◆ **WHAT YOU WILL DO**
Rescale all of the rows below by copying every line in order, each row's text line included, and multiplying each x and y coordinate in the points by 1.05, rounded to the nearest whole number with halves going up. Leave the pictures out of your answer.
= = = = =
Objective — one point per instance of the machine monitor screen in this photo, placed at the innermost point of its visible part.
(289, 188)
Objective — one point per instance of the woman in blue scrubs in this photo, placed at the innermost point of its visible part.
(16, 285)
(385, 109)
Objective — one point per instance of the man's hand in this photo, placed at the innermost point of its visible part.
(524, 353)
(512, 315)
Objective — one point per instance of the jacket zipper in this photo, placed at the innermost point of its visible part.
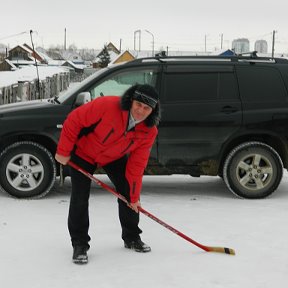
(108, 135)
(129, 145)
(133, 188)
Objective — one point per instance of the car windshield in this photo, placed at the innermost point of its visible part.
(74, 87)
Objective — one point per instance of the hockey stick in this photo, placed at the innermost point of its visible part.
(145, 212)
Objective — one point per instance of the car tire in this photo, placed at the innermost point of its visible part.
(27, 170)
(253, 170)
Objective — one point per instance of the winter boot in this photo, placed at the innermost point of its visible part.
= = = = =
◆ **COMPLETED EXERCISE**
Objective — one point per instance of the machine monitor screen in this photo, placed at the innermost point of its visible part.
(303, 197)
Objective — one point per instance of the woman in blue scrubs in this photo, placed at the innermost point of its visible part.
(17, 299)
(404, 114)
Objective — one point per instance of the man's hand in this photo, placed at the innermost point of its visible part.
(550, 371)
(538, 331)
Objective — one point per instance of the jacket zipper in this photo, placed at the innermost point of its visible part.
(113, 142)
(135, 152)
(140, 197)
Objective — one point per instance of the car windshield in this photo, placed at the innermost point of its visible part.
(78, 91)
Objective — one point per instance of the hockey stick in this photo, placed at the innermost point of its visible part.
(152, 223)
Objective — one point per instance of the car tire in this photo, placed at the innermost point of its visible part.
(28, 179)
(266, 179)
Objective — one point per instance of the winter boot in this photo, placed at the innermost point of its visible part.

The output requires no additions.